Given instruction: Quote each of the entries below word for word.

Excerpted records:

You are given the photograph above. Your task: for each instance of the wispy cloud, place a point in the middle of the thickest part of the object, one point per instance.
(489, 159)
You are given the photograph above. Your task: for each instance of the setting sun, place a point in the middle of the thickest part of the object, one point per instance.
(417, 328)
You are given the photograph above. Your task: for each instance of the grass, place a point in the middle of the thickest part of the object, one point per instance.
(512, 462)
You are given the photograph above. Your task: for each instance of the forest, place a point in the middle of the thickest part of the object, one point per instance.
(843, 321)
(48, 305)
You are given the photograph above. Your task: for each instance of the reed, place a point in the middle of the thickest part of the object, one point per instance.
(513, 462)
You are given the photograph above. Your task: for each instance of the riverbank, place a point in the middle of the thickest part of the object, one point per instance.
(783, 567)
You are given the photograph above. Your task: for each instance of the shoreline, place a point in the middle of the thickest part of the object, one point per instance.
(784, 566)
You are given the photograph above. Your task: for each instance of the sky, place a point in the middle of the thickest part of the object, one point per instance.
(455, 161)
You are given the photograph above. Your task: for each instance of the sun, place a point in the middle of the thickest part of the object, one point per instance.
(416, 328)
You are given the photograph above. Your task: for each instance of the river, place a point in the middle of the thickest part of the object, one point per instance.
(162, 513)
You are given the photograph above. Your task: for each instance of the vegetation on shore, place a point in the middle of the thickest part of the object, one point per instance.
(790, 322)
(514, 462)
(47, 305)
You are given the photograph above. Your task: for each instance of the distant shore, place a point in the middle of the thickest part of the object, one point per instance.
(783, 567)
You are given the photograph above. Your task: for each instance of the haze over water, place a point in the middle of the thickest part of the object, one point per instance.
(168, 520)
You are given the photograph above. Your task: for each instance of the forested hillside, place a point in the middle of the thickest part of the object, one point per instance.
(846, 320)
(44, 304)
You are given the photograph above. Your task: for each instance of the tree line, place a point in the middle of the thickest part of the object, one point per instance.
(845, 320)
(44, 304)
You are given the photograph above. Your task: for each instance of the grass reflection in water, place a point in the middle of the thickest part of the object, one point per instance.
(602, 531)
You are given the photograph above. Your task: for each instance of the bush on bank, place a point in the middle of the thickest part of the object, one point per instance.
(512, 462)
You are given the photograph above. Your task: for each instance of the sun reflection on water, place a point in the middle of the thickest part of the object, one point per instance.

Answer to the exercise:
You are given the photograph above. Your task: for each instance of the wispy cloud, place a point in the middle of the thickest part of the object, one point per instance.
(489, 159)
You are given the photograph above. Your task: for each instance of the setting sun, place a point in the middle of the thickest part of the object, one point per instance.
(417, 328)
You are given the photograph above. Your task: for each instance of the grass, place a point in the middle of the thickest part of the object, one point per instance.
(512, 462)
You are given the photograph above. Your task: for each instance of the forest, place a point in the middle of the thickest part of the object, one point per instance.
(843, 321)
(48, 305)
You are given the photograph above. Your task: for each instance of the reed, place a point in the middle of the thickest part of the object, one point per instance.
(513, 462)
You are given the photograph above. Your task: for each instance of the riverbank, place a point in the middle of the thickest part of the object, one point per instance.
(783, 567)
You are given the photograph above. Your task: for each instance of the shoreline, place a point in the middle of the thickest part of the object, one point per instance.
(784, 566)
You are given the photograph above. Your task: for each instance of the sky, place a point in the middle of the thickest part of the object, one point per instance.
(455, 161)
You are given the photograph above. Your task: for each instance of the sun, place a point in the middle of the thickest part of the object, one point per instance.
(416, 328)
You are given the photograph above. Your task: for each instance of the river, place a point in the middle of the thickest part of the object, one point per instance.
(162, 513)
You are given the photograph above. Your task: for each instance of the vegetation on shore, place a point in the middle of the thickest part of the object, one point per instance.
(790, 322)
(514, 462)
(47, 305)
You are given the photograph above. Your task: for each instance of the distant shore, place a point in the middle of the thickest part of the object, one point per instance.
(783, 567)
You are given the photograph above. Your task: for each instance of the haze over water, place a point in the middle of the thickest part of the object, one point per instance.
(168, 520)
You are given the photograph above. Your task: for each instance of the forested hillside, place a point in the middle of the thickest part of the object, one point per instance.
(846, 320)
(44, 304)
You are given the photograph above. Your task: for each instance of the tree line, place a point in the middle of the thickest part of the object, one point per instance.
(845, 320)
(44, 304)
You are given the photograph above. Your task: for each instance of the grass reflection in water, place a point in the middle of the thickest part of the object, one point per instance.
(602, 531)
You are given the photograph above. Your task: for each instance of the bush on bank, place a point in the middle of the thickest part of the object, one point per instance.
(512, 462)
You are given the photograph above. Your task: for each instance of the sun reflection on water, place a point in the middle of the thickest part of the object, one point per instance.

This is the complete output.